_検討用の本文_:

------

水樹 そうですね。掛け合うことで、自然と周りとの温度が生まれるから、ちょっとしたところに杏の可愛らしい一面を出せるような気がするんです。しかも、それは狙って出した女の子っぽさじゃなくて、自然に生まれたキュートさ。だからこそ、鴨志田 卓(声/三ツ矢雄二)がギュンときてるのかなあ?って。
宮野 「ギュン!」ってきてるんでしょうね。
福山 いい表現ですね、「ギュンとくる」って。鴨志田にはピッタリ(笑)。
▲水樹奈々

浪川大輔の演技を見て、主人公を演じる難しさを感じた

ほかに、掛け合いのなかで、改めて実感したことなどはありますか?
福山 「ゲームの主人公って難しい」と、僕はずっと思っていたんですね。ゲームだとストーリーに関係なく、プレイヤーが進みたい道に進まないといけない。さらにそれがアニメ化する際、ゲームでは没個性を掲げている以上、主人公にどういったアイデンティティを持たせるのかっていうところが……前作の『ペルソナ4』を見ていても「これは相当難しいだろうな」と思っていたんです。
『ペルソナ4』では主人公(TVアニメ版では鳴上 悠)を浪川大輔さんが演じられていました。

------

(保存されたデータ項目)
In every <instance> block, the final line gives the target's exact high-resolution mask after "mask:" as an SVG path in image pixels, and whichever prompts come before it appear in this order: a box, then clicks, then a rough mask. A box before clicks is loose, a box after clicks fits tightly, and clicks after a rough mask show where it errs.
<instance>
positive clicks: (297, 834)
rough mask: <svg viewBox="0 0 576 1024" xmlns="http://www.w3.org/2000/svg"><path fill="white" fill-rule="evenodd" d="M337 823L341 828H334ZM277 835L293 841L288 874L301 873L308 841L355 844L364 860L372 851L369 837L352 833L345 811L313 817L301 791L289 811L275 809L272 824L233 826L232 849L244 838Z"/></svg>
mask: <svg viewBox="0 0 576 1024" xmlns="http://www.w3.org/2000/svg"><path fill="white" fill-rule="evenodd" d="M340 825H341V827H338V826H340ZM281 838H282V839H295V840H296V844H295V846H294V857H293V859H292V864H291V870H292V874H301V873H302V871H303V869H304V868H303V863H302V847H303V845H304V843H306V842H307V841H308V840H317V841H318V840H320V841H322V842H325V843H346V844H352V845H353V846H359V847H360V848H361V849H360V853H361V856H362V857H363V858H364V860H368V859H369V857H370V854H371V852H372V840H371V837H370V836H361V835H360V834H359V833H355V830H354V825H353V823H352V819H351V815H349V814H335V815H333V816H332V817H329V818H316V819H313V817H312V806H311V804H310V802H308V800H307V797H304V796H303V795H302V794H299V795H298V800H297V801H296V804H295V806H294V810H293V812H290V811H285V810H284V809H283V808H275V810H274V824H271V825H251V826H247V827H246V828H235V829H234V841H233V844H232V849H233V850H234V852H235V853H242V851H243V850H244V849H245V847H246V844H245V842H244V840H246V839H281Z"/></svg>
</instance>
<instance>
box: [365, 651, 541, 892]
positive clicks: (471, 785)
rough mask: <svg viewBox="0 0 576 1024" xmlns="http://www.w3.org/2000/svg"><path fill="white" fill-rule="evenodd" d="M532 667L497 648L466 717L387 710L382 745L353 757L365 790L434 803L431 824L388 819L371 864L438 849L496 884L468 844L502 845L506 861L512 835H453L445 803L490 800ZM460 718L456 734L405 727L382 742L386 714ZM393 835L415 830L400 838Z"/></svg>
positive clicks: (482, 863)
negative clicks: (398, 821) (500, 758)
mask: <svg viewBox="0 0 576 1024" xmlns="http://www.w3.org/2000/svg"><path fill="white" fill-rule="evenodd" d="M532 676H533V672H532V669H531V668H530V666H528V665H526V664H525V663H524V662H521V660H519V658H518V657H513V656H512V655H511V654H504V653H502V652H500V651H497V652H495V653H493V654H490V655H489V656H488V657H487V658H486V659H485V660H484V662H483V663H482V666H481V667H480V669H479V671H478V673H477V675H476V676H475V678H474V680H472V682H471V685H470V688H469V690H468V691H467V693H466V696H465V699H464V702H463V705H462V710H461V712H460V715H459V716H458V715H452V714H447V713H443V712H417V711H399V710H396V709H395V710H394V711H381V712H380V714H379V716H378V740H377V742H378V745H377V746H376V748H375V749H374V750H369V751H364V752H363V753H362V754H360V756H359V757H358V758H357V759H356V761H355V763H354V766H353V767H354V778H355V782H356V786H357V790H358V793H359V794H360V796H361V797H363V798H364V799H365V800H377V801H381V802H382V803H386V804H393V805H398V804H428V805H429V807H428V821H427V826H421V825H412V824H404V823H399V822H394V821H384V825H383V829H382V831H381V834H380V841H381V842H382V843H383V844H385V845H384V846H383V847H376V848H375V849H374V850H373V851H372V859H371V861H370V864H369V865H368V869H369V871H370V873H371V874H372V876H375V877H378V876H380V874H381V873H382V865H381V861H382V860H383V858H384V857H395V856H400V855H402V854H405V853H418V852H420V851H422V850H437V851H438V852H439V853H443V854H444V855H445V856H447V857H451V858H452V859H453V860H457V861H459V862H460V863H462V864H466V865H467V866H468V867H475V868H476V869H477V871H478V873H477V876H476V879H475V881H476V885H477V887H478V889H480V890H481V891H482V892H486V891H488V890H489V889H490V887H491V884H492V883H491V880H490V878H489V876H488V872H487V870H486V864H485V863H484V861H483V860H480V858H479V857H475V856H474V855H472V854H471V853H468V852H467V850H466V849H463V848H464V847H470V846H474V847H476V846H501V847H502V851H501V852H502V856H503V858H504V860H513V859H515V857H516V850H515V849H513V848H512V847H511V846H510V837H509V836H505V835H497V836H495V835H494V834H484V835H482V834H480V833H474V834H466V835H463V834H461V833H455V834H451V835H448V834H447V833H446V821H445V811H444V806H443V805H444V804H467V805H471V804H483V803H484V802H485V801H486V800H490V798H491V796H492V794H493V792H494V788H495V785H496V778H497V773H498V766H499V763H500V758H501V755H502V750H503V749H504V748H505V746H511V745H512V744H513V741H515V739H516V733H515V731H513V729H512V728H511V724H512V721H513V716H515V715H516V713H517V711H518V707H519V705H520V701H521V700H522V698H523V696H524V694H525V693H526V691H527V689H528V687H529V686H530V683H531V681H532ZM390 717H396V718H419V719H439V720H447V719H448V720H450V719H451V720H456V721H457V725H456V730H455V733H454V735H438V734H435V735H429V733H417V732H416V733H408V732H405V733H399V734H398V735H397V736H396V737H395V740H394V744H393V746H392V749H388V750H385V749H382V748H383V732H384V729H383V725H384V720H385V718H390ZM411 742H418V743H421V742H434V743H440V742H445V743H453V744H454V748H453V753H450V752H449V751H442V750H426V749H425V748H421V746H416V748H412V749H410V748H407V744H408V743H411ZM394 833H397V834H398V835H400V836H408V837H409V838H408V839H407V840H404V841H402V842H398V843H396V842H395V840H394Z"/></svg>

------

_課題について_:
インタビューの本文を読み、次の問いに答えよ。
(a) 福山が「いい表現」だと言った表現は何か。
(b) 『ペルソナ4』で主人公を演じたのは誰か。
(c) 鴨志田 卓の声を担当しているのは誰か。

_解答_:
(a) 「ギュンとくる」
(b) 浪川大輔
(c) 三ツ矢雄二